_EXERCISE BRIEF:_ Your response should be the complete listing, returned exactly as written.

_INPUT DATA:_

───

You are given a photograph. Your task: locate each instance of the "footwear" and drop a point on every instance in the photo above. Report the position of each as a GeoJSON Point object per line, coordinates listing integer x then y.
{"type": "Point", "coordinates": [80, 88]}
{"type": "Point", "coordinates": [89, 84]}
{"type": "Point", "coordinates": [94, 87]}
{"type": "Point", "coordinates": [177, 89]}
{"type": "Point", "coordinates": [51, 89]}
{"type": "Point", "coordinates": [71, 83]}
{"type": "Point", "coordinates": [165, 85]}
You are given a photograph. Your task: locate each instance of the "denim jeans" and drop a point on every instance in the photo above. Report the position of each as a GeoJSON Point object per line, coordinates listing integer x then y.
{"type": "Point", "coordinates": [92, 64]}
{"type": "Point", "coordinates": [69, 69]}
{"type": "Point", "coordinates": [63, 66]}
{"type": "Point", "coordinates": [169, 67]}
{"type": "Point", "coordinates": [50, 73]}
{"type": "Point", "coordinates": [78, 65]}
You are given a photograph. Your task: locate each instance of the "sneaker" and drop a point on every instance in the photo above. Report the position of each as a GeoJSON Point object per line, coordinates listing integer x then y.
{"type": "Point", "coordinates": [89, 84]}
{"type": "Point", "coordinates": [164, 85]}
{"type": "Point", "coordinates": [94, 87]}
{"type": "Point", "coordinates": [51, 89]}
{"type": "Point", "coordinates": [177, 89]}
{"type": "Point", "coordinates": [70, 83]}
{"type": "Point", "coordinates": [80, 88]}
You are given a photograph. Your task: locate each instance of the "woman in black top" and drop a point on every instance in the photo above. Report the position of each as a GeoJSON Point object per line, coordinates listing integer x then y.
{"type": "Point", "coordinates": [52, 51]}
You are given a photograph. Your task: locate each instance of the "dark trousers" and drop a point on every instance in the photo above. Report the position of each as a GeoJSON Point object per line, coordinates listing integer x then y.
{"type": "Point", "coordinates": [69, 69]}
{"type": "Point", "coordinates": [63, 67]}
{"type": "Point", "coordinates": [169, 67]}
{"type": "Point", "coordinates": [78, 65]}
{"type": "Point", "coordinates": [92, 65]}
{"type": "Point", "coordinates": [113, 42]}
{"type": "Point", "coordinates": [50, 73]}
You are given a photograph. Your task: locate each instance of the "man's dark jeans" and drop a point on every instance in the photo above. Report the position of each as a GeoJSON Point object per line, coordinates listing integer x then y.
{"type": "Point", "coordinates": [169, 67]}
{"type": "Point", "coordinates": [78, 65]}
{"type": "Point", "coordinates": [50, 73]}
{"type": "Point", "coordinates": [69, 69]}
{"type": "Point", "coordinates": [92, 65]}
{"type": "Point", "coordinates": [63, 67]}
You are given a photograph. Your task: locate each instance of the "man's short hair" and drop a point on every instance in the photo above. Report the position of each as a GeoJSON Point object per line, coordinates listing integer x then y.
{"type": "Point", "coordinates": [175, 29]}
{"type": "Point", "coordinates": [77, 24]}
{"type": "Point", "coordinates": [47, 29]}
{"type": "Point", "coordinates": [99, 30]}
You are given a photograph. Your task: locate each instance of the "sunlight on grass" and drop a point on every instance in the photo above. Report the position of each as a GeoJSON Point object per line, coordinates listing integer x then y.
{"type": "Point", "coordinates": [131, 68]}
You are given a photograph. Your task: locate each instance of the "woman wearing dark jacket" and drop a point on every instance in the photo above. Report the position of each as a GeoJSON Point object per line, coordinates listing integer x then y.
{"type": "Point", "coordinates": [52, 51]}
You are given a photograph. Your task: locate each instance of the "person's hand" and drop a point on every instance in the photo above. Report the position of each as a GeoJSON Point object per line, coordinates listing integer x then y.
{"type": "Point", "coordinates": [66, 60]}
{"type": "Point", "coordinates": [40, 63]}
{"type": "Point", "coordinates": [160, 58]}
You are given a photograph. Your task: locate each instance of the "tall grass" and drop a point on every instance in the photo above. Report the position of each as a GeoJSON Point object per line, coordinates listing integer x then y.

───

_RESPONSE AREA:_
You are given a photograph. Your task: locate each instance of the "footwear" and drop a point on every instance in the photo above. Report the position of each as a GeoJSON Point object per line, coordinates listing integer x then y.
{"type": "Point", "coordinates": [80, 88]}
{"type": "Point", "coordinates": [89, 84]}
{"type": "Point", "coordinates": [94, 87]}
{"type": "Point", "coordinates": [177, 89]}
{"type": "Point", "coordinates": [51, 89]}
{"type": "Point", "coordinates": [71, 83]}
{"type": "Point", "coordinates": [165, 85]}
You are given a photograph. Your task: locate each instance of the "denim jeans" and drop a point on every instance in the photo above. Report the position of each as a GeoJSON Point object per line, coordinates listing integer x then y.
{"type": "Point", "coordinates": [92, 64]}
{"type": "Point", "coordinates": [69, 69]}
{"type": "Point", "coordinates": [63, 66]}
{"type": "Point", "coordinates": [169, 67]}
{"type": "Point", "coordinates": [50, 73]}
{"type": "Point", "coordinates": [78, 65]}
You are given a photograph. Your task: locate each instance of the "sneaker" and drop a point on every instance in the photo above. Report the position of each as a GeoJSON Point object per line, coordinates listing integer x then y.
{"type": "Point", "coordinates": [89, 84]}
{"type": "Point", "coordinates": [164, 85]}
{"type": "Point", "coordinates": [94, 87]}
{"type": "Point", "coordinates": [51, 89]}
{"type": "Point", "coordinates": [177, 89]}
{"type": "Point", "coordinates": [70, 83]}
{"type": "Point", "coordinates": [80, 88]}
You are given a photograph. Your task: locate each instance of the "woman in black top" and drop a point on every instance in the photo above. Report the position of each as a GeoJSON Point object per line, coordinates listing integer x then y.
{"type": "Point", "coordinates": [52, 51]}
You are given a photograph. Your task: locate each instance of the "dark trousers" and drop a point on every instance in the photo above. Report the position of each as a GeoJSON Point object per line, coordinates listing integer x then y.
{"type": "Point", "coordinates": [69, 69]}
{"type": "Point", "coordinates": [63, 67]}
{"type": "Point", "coordinates": [169, 67]}
{"type": "Point", "coordinates": [78, 65]}
{"type": "Point", "coordinates": [92, 65]}
{"type": "Point", "coordinates": [113, 42]}
{"type": "Point", "coordinates": [50, 73]}
You are given a photograph. Your task: locate each instance of the "man's dark jeans" and drop a point on every instance in the photo above. Report the position of each as a GeoJSON Point object per line, coordinates listing integer x then y.
{"type": "Point", "coordinates": [169, 67]}
{"type": "Point", "coordinates": [78, 65]}
{"type": "Point", "coordinates": [50, 73]}
{"type": "Point", "coordinates": [69, 69]}
{"type": "Point", "coordinates": [92, 65]}
{"type": "Point", "coordinates": [63, 67]}
You are given a photograph. Your task: locate each instance of the "man's short hair" and drop a point on every instance in the photo above. Report the position of each as a GeoJSON Point object per line, coordinates listing integer x then y.
{"type": "Point", "coordinates": [175, 29]}
{"type": "Point", "coordinates": [77, 24]}
{"type": "Point", "coordinates": [47, 29]}
{"type": "Point", "coordinates": [99, 30]}
You are given a photograph. Your task: locate each instance of the "sunlight on grass" and drop a point on every instance in the photo above. Report the position of each as a GeoJSON Point object per line, coordinates listing integer x then y.
{"type": "Point", "coordinates": [131, 68]}
You are given a photograph. Your task: locate each instance of the "woman wearing dark jacket" and drop a point on every instance in the photo above. Report the position of each as a GeoJSON Point object per line, coordinates listing integer x then y.
{"type": "Point", "coordinates": [52, 51]}
You are given a photograph. Your task: locate each instance of the "person's hand" and drop a point on every instance in the photo above. Report the position of each as a GeoJSON Point object per line, coordinates listing integer x then y.
{"type": "Point", "coordinates": [66, 60]}
{"type": "Point", "coordinates": [40, 63]}
{"type": "Point", "coordinates": [160, 58]}
You are given a photograph. Your task: locate each instance of the "tall grass" and drop a point on every instance in the photo above. Report the position of each as a GeoJSON Point object per line, coordinates listing integer x then y.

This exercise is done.